◆ PROBLEM REQUIREMENTS ◆
Set the data down again, exactly as it reads, but without the pictures.

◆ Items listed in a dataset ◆
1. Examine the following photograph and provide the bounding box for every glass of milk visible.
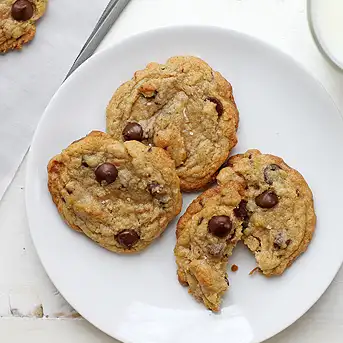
[308,0,343,70]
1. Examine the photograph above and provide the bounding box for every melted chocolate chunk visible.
[122,123,143,141]
[116,230,139,248]
[208,215,232,238]
[147,182,163,195]
[95,163,118,185]
[234,200,248,219]
[11,0,33,21]
[207,97,224,116]
[263,164,281,185]
[255,191,278,209]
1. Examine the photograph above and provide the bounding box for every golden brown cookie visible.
[48,131,182,254]
[217,150,316,276]
[175,150,316,311]
[174,181,245,311]
[106,56,239,191]
[0,0,47,53]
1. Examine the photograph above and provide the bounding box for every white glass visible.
[308,0,343,71]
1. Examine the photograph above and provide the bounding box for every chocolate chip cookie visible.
[217,150,316,276]
[174,181,245,311]
[0,0,47,53]
[48,131,182,254]
[106,56,239,191]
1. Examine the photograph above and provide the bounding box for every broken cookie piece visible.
[175,149,316,311]
[217,149,316,276]
[174,181,245,311]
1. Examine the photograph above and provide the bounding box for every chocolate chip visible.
[224,275,230,286]
[263,164,281,185]
[242,218,250,229]
[234,200,248,219]
[95,163,118,185]
[255,191,278,209]
[122,123,143,141]
[273,242,281,250]
[147,182,163,195]
[207,97,224,116]
[11,0,33,21]
[286,239,292,246]
[234,200,250,229]
[208,215,232,238]
[116,230,139,248]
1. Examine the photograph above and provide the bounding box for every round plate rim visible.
[25,25,343,343]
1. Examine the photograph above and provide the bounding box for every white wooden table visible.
[1,0,343,342]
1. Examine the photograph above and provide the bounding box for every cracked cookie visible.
[106,56,239,191]
[217,150,316,276]
[174,181,245,311]
[47,131,182,254]
[0,0,47,53]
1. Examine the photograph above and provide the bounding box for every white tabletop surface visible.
[1,0,343,342]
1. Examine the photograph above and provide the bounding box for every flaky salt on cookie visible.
[106,56,239,191]
[218,150,316,276]
[174,149,316,311]
[48,131,182,254]
[174,180,245,311]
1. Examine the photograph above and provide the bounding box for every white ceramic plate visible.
[26,26,343,343]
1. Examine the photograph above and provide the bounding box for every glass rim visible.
[307,0,343,72]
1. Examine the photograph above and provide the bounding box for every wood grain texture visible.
[1,0,343,342]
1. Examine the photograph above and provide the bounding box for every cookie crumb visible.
[231,264,238,272]
[249,267,261,275]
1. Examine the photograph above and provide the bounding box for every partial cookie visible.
[217,150,316,276]
[174,181,245,311]
[0,0,47,53]
[106,56,239,191]
[48,131,182,254]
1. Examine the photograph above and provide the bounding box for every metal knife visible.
[64,0,131,80]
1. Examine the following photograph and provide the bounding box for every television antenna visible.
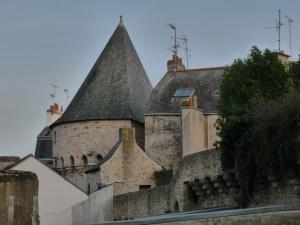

◆ RESULT OF THIS EXERCISE ◆
1. Examine the following photograph and provide the bounding box for every glass of milk visible.
[308,0,343,70]
1. Examine the photograph above and provide the bounding box for every melted chocolate chunk visible.
[122,123,143,141]
[116,230,139,248]
[208,215,232,238]
[147,182,163,195]
[95,163,118,185]
[234,200,248,219]
[11,0,33,21]
[207,97,224,116]
[263,164,281,185]
[255,191,278,209]
1. Examine the photograph above and provide the bounding box for every golden brown cookie visible.
[48,131,182,254]
[217,150,316,276]
[175,150,316,311]
[174,181,245,311]
[106,56,239,191]
[0,0,47,53]
1. Examine the photograph above and provide the bounding box for every white glass visible.
[308,0,343,71]
1. Examine the photograph above and provide the bounding box for every chocolate chip cookie visible.
[217,150,316,276]
[174,181,245,311]
[0,0,47,53]
[48,131,182,254]
[106,56,239,191]
1. Examine the photograph above and provide the bounding box for every broken cookie piece visible.
[175,149,316,311]
[217,149,316,276]
[174,181,245,311]
1. Examine the photograph above and provide the bounding box for every chocolate chip visible.
[224,275,230,286]
[263,164,281,185]
[242,218,250,229]
[234,200,248,219]
[95,163,118,185]
[255,191,278,209]
[122,123,143,141]
[273,242,281,250]
[147,182,163,195]
[207,97,224,116]
[11,0,33,21]
[286,239,292,246]
[234,200,250,229]
[208,215,232,238]
[116,230,139,248]
1. Examine the photograph above and provide the bounding box for every round plate rim visible.
[25,25,343,343]
1. Examine the photograph above and provide the bounding box for every white wooden table visible.
[1,0,343,342]
1. Examine the photograph above and provide the bounding box for every cracked cookie visible.
[106,56,239,191]
[217,150,316,276]
[174,181,245,311]
[47,131,182,254]
[0,0,47,53]
1. Examine the photograph above and provide the bounding box for every white tabletop surface visible.
[1,0,343,342]
1. Examine the photograph above and provide the bounding box for every flaky salt on cookie visible.
[106,56,239,191]
[218,150,316,276]
[174,149,316,311]
[48,131,182,254]
[174,180,245,311]
1. Examine the photograph above and provide the bounding box for every white ceramic plate visible.
[26,26,343,343]
1. Examine the photograph above and provide the bounding box for every glass rim visible.
[307,0,343,72]
1. Examine the photograph above and provide the bounding box for every wood grain texture visible.
[1,0,343,342]
1. Examine the photograph above and provide the bounding box for every cookie crumb visible.
[231,264,238,272]
[249,267,261,275]
1. Examine the photograph above and provide the bounding box for every partial cookie visible.
[217,150,316,276]
[174,181,245,311]
[0,0,47,53]
[106,56,239,191]
[48,131,182,254]
1. Examine the photograph above and provide the bounding box for every metal knife visible.
[64,0,131,80]
1. Examine the following photograph and provide the bounding box for every television antenna visible.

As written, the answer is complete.